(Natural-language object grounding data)

——————————

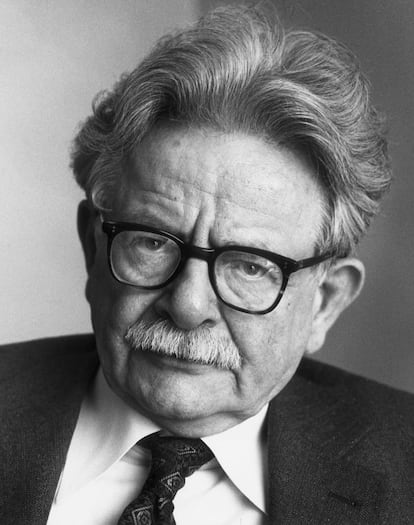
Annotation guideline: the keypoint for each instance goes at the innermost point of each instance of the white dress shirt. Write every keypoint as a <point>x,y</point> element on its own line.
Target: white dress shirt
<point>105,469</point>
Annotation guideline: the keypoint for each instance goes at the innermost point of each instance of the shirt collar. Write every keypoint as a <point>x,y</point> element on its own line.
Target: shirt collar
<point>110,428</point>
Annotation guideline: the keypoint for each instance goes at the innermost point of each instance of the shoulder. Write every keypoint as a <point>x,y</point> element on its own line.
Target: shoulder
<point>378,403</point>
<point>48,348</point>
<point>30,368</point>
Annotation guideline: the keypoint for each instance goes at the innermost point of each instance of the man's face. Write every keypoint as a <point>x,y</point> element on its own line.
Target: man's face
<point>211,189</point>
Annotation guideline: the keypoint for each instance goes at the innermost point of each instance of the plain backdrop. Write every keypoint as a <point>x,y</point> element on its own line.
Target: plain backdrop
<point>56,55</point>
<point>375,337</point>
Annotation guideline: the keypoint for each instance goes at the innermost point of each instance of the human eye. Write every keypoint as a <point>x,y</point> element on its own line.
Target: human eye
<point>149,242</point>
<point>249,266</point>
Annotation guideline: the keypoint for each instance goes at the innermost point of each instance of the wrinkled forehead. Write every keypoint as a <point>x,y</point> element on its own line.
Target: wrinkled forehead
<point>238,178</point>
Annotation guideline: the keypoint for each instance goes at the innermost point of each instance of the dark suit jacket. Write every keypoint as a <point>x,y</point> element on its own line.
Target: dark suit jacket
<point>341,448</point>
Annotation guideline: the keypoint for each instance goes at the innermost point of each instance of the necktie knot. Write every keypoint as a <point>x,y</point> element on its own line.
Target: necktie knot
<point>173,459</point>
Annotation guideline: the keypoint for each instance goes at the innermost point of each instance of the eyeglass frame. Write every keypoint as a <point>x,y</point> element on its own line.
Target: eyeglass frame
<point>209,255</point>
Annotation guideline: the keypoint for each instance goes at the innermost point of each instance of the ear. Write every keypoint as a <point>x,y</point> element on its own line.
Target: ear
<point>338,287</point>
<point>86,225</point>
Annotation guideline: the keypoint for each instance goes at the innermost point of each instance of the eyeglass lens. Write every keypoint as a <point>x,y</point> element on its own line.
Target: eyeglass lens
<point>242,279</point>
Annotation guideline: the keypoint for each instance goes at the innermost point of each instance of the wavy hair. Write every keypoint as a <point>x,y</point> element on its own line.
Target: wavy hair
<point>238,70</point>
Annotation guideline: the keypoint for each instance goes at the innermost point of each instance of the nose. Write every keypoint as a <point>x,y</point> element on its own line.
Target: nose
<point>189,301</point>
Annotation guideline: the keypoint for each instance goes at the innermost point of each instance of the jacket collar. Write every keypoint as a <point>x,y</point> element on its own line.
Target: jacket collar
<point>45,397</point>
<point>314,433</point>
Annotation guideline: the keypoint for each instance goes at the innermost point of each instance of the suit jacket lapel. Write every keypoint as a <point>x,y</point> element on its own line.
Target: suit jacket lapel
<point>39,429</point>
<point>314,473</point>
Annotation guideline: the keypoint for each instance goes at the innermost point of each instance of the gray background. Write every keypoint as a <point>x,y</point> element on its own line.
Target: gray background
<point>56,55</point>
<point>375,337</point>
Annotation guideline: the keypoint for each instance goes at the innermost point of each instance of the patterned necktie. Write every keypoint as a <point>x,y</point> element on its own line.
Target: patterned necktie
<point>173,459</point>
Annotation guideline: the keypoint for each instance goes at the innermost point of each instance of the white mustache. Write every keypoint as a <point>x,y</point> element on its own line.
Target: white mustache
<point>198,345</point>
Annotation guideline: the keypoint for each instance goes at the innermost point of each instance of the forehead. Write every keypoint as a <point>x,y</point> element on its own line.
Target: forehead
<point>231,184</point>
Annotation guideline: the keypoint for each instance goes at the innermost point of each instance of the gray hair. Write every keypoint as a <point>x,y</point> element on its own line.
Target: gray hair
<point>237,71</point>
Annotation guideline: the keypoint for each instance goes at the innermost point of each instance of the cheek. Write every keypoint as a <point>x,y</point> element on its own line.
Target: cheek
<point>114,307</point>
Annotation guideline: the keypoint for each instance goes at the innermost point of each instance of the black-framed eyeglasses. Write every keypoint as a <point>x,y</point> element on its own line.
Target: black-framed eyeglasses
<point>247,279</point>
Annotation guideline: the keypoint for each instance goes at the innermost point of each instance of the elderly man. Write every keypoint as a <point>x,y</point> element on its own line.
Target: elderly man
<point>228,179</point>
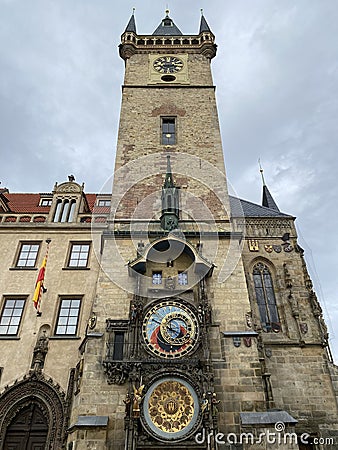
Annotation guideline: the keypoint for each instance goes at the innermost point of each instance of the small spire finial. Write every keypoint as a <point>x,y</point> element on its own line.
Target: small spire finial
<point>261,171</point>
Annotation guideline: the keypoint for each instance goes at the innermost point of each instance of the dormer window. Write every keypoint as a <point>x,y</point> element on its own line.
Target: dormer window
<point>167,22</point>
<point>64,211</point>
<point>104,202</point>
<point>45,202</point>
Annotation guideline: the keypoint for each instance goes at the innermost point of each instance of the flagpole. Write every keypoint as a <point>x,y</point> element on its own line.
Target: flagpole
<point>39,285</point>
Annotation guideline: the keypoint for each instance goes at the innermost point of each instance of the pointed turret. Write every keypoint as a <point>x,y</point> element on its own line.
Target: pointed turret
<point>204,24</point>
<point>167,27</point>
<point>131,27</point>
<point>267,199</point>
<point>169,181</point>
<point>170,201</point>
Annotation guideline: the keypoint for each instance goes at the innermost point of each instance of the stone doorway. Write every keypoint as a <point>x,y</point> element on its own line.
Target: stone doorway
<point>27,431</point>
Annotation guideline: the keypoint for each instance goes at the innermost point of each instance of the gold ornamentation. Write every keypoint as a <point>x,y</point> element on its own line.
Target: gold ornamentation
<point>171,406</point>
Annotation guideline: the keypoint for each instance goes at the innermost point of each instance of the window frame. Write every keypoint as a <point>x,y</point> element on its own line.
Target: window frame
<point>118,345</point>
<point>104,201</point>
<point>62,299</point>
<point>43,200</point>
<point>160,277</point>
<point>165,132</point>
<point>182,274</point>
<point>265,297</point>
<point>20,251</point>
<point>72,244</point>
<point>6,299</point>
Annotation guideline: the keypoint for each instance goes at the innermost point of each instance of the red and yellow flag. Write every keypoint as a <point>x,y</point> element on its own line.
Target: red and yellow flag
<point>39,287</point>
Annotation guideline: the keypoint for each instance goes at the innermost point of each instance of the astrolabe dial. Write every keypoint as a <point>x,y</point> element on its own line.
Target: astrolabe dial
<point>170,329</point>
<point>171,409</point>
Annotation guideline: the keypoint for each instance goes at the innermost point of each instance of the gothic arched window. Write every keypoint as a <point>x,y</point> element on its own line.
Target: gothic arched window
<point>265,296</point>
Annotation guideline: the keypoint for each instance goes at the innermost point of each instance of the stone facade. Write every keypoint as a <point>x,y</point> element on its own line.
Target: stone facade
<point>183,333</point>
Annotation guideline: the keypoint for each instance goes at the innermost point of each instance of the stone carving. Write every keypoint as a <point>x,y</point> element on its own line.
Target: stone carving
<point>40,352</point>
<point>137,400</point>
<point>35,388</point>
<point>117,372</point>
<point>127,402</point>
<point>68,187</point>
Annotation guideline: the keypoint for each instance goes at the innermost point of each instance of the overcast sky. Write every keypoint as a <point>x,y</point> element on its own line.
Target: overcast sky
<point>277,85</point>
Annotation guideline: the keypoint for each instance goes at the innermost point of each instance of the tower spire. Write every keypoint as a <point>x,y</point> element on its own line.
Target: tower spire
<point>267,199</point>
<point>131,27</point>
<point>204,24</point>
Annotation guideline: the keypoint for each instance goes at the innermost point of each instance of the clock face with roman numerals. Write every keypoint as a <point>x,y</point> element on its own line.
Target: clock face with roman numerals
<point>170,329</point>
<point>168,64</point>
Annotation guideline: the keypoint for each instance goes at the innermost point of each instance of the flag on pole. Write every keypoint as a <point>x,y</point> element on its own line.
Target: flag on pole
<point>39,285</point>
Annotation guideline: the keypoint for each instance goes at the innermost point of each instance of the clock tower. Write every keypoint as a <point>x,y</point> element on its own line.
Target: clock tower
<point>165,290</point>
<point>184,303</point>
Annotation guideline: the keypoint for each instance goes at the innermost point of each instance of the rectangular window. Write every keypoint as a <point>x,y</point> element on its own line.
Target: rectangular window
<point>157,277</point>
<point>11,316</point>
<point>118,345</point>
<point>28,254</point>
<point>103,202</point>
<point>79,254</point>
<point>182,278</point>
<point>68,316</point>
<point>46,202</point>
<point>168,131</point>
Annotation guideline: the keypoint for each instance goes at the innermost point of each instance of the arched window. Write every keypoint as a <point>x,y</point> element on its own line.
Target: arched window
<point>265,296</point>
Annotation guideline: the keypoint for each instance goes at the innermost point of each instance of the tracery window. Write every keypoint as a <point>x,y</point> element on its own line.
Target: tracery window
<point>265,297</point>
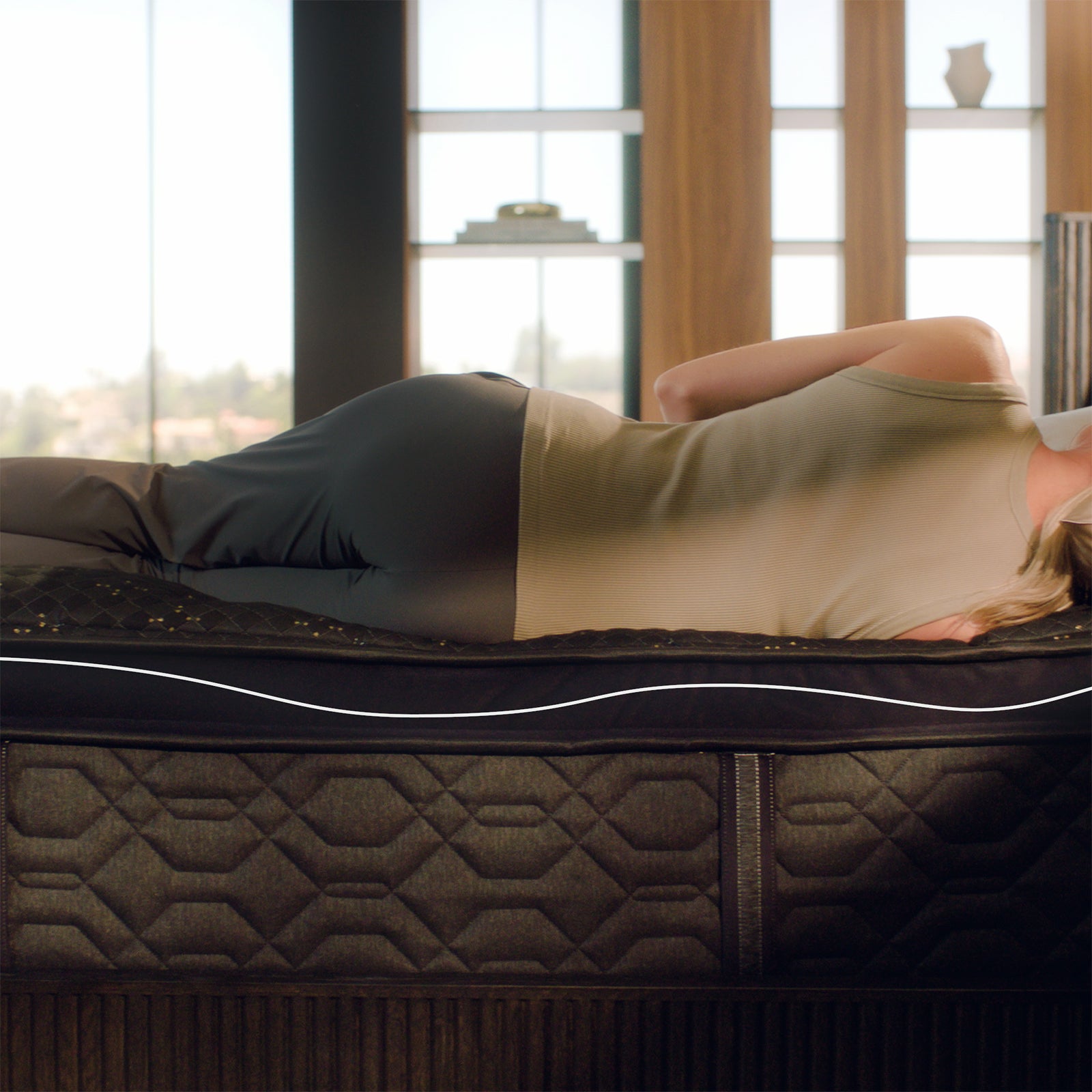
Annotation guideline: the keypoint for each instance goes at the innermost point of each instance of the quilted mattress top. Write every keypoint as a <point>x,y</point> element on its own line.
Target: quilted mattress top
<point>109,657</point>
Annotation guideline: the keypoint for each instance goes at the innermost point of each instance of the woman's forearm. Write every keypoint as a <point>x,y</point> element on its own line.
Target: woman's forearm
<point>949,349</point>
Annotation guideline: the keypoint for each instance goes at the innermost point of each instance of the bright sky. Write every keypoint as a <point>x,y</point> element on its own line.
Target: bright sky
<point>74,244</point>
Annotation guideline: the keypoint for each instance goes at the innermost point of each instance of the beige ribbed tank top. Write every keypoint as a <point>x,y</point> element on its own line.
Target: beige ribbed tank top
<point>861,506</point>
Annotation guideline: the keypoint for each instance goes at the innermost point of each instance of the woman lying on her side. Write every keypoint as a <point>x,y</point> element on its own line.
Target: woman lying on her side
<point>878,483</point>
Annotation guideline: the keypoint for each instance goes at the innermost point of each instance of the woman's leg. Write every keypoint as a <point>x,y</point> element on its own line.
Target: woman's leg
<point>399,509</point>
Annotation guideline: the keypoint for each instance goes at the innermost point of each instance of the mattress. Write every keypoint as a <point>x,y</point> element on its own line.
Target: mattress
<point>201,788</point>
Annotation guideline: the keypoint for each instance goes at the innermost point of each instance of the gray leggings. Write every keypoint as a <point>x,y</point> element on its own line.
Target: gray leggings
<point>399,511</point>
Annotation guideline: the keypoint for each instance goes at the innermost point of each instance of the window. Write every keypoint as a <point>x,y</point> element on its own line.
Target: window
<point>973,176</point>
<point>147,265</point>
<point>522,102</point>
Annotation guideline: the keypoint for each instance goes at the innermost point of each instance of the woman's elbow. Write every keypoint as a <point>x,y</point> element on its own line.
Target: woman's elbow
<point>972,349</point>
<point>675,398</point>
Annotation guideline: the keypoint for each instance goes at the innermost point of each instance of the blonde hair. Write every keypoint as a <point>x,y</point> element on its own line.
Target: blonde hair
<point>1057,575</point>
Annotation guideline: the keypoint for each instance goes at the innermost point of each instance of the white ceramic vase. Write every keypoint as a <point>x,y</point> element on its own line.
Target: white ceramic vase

——————————

Your instructions:
Tally the lines above containing "vase"; give only the number.

Task answer:
2